→ **Extrait à lire**
--------------------------------------------------
L’invitation du Seigneur nous rejoint de dimanche en dimanche, de jour en jour. Pour y répondre nous laissons nos occupations et nos tâches, nous venons malgré notre indignité et nos pauvretés prendre part à ce que le Seigneur a de meilleur à nous offrir, sa chair à manger, son sang à boire. Lui, le premier-né d’entre les morts, il nous rejoint dans les simples gestes qui commémorent l’offrande de sa vie par amour pour nous.

Nous sommes pauvres de mots pour en parler. L’Eucharistie, c’est le grand mystère de notre foi, qui nous dépasse infiniment. Mystère porteur du plus grand amour, puissant de la vie même de Dieu. Il nous signifie chaque fois la présence réelle de notre Seigneur, devenu dans le mystère de sa Pâque, source intarissable de vie et de paix pour le monde.  L’Eucharistie porte en elle tout l’Évangile.  Sous les dehors les plus humbles et les plus simples et les plus quotidiens, elle traduit pour nous un paradoxe étonnant : la folie de la Croix plus sage que l’homme; la faiblesse de Dieu plus forte que les hommes.
--------------------------------------------------
→ **Lignes répertoriées**
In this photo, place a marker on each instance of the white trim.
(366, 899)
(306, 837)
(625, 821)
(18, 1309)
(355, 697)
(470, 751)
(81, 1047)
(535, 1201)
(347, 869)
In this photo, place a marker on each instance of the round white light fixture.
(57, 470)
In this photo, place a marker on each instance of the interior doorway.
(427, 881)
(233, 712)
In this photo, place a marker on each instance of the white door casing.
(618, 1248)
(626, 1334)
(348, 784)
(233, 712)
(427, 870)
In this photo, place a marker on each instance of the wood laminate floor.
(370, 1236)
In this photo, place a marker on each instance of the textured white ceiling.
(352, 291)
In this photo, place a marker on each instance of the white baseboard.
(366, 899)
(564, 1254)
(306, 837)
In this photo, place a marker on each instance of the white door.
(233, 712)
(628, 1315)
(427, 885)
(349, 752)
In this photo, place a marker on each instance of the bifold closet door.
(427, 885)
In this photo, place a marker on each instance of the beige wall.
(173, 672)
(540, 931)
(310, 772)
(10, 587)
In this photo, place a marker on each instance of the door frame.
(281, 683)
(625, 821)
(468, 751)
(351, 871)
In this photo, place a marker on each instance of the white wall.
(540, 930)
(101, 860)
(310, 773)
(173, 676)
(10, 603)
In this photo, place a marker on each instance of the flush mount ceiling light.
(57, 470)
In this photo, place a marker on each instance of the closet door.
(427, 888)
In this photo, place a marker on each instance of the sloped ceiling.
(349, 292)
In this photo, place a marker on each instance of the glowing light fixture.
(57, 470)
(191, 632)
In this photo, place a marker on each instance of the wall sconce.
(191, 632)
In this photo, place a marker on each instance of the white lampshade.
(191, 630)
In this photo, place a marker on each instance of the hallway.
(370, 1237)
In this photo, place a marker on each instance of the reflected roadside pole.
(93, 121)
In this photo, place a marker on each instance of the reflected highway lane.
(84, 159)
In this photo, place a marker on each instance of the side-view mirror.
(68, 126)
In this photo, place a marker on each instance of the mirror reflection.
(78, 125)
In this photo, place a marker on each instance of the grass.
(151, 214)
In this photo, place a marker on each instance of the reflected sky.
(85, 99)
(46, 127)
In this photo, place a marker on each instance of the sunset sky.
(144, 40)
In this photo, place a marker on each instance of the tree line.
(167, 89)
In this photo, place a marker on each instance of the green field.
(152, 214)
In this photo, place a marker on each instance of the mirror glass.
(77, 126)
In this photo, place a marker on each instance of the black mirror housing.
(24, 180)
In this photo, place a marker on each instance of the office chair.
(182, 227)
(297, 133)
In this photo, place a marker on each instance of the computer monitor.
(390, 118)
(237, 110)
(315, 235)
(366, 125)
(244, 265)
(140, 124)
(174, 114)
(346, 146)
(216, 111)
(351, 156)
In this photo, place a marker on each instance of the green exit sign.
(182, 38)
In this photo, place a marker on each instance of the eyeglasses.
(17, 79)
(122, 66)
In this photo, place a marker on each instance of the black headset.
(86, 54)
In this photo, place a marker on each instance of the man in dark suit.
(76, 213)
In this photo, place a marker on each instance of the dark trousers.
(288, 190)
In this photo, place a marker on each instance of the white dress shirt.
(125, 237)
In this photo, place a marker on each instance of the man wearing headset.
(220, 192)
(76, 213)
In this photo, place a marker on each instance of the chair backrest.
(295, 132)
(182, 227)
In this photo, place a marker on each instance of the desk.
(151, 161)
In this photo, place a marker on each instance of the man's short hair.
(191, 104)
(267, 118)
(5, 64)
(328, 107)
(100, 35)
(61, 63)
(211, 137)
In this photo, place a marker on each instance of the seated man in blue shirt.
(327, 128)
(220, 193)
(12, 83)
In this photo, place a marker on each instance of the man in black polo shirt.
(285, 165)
--------------------------------------------------
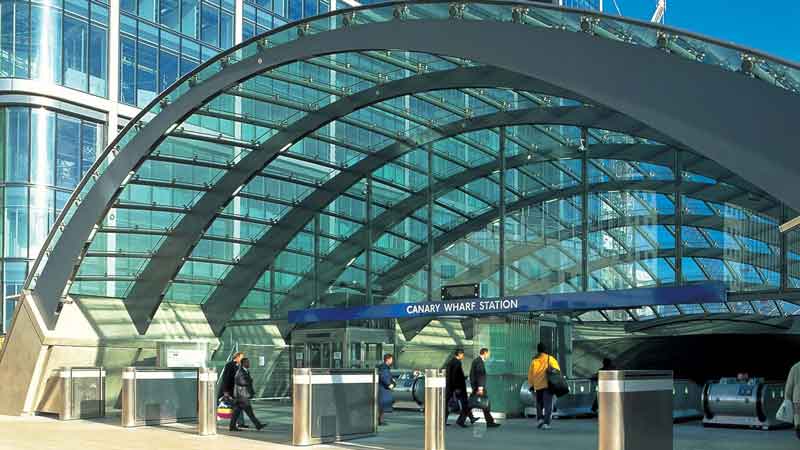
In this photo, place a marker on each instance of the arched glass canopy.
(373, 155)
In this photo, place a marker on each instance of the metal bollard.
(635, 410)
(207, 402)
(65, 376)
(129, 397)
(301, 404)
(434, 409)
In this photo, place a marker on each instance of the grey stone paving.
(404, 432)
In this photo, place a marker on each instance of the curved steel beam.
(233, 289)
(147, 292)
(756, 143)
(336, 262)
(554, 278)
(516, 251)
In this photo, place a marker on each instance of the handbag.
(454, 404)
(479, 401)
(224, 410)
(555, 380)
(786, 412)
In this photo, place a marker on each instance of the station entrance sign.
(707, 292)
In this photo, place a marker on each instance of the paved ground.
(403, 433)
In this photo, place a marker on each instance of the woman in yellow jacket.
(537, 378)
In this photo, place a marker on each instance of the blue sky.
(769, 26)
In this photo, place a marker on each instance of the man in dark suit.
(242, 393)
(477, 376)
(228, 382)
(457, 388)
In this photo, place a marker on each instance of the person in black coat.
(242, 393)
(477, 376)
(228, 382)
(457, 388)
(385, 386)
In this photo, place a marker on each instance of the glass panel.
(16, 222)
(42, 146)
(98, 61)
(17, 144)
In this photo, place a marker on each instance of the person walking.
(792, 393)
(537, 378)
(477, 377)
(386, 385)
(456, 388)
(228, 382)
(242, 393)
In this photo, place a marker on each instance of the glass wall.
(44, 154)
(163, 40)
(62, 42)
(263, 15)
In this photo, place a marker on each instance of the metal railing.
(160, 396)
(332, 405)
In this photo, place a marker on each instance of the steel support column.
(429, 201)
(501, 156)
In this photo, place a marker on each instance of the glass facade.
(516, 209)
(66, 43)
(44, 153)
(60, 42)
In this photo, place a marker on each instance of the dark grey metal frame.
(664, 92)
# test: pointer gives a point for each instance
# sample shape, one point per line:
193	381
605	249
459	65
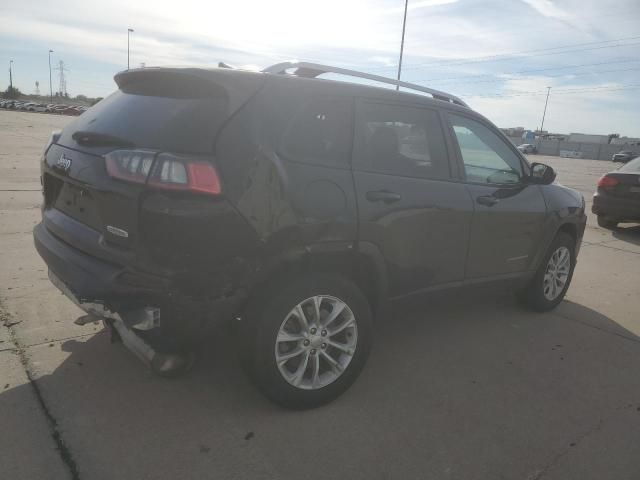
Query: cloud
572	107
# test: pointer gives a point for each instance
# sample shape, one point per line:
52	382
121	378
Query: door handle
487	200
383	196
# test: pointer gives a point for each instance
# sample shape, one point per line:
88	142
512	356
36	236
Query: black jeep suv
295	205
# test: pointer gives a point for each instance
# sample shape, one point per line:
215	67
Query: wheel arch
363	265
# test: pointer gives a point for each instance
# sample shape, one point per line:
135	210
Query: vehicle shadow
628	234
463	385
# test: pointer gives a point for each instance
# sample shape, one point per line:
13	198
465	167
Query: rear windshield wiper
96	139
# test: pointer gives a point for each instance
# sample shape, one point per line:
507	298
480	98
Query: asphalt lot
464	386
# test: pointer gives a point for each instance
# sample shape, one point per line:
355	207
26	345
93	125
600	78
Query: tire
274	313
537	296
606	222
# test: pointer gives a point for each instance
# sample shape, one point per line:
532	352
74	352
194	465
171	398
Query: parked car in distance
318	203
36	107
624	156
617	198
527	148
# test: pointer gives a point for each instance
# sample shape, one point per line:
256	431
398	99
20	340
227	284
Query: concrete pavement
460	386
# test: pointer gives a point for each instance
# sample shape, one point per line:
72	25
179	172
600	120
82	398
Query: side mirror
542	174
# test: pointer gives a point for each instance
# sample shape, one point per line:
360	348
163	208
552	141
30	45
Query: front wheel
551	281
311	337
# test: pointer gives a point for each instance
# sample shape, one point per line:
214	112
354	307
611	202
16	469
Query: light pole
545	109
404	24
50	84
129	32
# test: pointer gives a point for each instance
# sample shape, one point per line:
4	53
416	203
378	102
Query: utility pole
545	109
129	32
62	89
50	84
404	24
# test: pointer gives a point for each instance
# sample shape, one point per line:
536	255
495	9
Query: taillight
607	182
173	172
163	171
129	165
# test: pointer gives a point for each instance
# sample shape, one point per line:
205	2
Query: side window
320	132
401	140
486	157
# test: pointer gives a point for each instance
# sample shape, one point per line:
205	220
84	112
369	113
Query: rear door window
--------------------------------------------------
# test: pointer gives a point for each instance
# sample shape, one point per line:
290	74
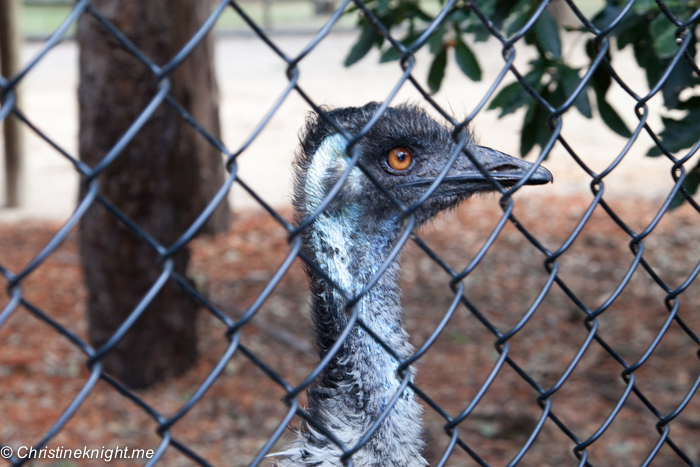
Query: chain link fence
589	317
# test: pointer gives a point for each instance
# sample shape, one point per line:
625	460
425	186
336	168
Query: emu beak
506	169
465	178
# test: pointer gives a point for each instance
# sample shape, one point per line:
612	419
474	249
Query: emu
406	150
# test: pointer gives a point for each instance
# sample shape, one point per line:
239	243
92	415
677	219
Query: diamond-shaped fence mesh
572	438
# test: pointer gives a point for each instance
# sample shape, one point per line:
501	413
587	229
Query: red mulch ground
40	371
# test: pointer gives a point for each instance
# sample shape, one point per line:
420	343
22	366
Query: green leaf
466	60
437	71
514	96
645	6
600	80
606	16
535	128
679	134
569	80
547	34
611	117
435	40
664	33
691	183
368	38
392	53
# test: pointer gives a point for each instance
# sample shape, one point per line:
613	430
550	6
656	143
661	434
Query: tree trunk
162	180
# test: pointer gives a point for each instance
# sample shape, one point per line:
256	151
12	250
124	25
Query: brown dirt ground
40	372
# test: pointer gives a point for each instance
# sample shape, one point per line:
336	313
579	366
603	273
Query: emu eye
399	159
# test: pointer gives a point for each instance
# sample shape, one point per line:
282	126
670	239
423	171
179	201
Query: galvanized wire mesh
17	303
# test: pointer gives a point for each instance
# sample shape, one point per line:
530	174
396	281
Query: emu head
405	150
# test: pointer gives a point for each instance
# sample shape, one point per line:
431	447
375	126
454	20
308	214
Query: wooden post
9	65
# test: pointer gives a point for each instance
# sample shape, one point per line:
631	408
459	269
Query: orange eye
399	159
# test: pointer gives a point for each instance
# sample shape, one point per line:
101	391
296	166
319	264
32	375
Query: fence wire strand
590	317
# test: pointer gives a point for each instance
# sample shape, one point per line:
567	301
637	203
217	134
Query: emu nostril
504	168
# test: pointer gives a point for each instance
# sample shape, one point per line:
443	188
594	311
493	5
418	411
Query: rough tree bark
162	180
--------------------------------------------------
→ **Objectif**
Reprenez l'extrait sur l'Eucharistie à partir de sa dernière phrase et poursuivez-en le propos.

→ **Résultat**
Le pape Jean-Paul II soulignait que l’institution ecclésiale, l’Église, n’avait pas d’autre but que de préserver et transmettre l’institution eucharistique. Une telle affirmation nous étonne peut-être. Elle nous pose de rudes questions : nos vies de croyants et de croyantes sont-elles suffisamment nourries du Mystère de l’Eucharistie ? « Celui qui mange ma chair et boit mon sang demeure en moi, et moi je demeure en lui », dit le Seigneur.

Pourrions-nous espérer porter du fruit pour le Royaume sans demeurer en Jésus et sans qu’il demeure en nous, sans qu’il nous alimente de sa chair et de son sang ? Approchons-nous donc avec confiance de la table où il se donne gracieusement, amoureusement, pour que, recevant en nous sa vie de ressuscité, nous en devenions les témoins authentiques.